→ What you should do:
In the text about the WHO, what share of the organization's 2022-2023 budget comes from voluntary donations?

In his most alarming failure of all, Tedros backed China’s reckless lockdowns and massive human rights violations, stating “the Chinese government is to be congratulated for the extraordinary measures it has taken to contain the outbreak” as Beijing used pseudoscience to justify imprisoning its citizens. Tedros insisted that “WHO continues to have confidence in China’s capacity to control the outbreak” until May 2022, more than two years too late. How would one explain that praise, given the director-general’s explicit warning in March 2020 that he had “never before seen a pandemic that can be controlled?” We must hope Tedros was incorrect when he said “China is actually setting a new standard for outbreak response.”

Allocating authority to the WHO requires being naïve about its financial backing. More than 80 percent of its $6.1 billion 2022-2023 budget comes via voluntary donations often earmarked for specific initiatives. For instance, the Bill & Melinda Gates Foundation alone is responsible for over 88 percent of the philanthropic donations to the WHO—that may or may not be in the best interest of any nation’s citizens, especially considering the outsized legal authority of WHO agreements.

The WHO does not deserve public trust, yet Americans are about to be newly bound by its decrees. At what point are transparency and accountability to the people required of America’s leaders? Rep. Tom Tiffany (R-Wisc.) and Sen. Ron Johnson (R-Wisc.) have appropriately introduced a bill to reclassify the Pandemic Accord as a treaty. Now is the time to demand WHO reform and ensure stricter oversight, not to further relinquish authority to such an untrustworthy institution.

→ Stored data:
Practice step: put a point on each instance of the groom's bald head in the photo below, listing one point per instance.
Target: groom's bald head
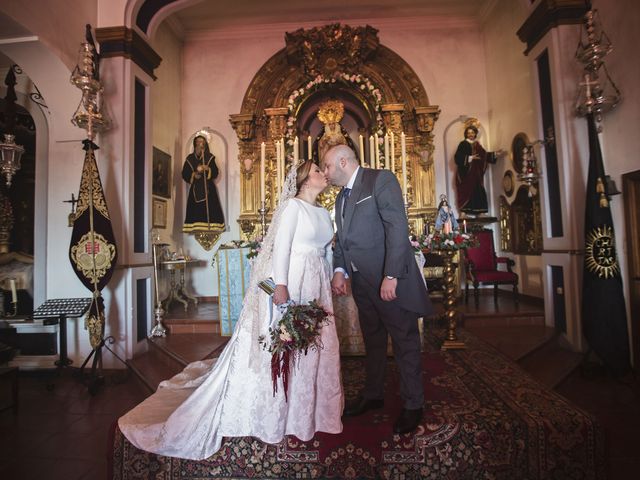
(338, 164)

→ Written response:
More than 80 percent